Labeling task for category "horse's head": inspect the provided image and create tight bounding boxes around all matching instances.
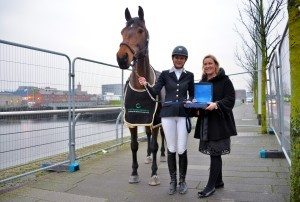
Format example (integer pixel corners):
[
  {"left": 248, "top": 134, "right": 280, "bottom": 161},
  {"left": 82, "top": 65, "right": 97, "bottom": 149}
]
[{"left": 116, "top": 6, "right": 149, "bottom": 69}]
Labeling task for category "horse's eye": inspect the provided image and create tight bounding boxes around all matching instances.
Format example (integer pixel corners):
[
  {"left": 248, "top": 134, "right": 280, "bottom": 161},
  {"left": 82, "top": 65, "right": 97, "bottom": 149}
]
[{"left": 138, "top": 28, "right": 144, "bottom": 34}]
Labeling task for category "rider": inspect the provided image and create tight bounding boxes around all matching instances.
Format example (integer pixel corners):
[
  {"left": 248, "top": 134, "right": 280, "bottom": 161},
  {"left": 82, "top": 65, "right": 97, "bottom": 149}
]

#####

Look through the entries above; copy each line where the string "inspect" appears.

Labeling task for category "horse's head": inspect the provided image and create tight bounding boxes around all matching instances.
Labeling task for category "horse's eye": inspect the provided image and create tight bounding boxes around all matching instances.
Labeling task for category "rider": inspect the provided image and create tight bounding boxes around all matching instances.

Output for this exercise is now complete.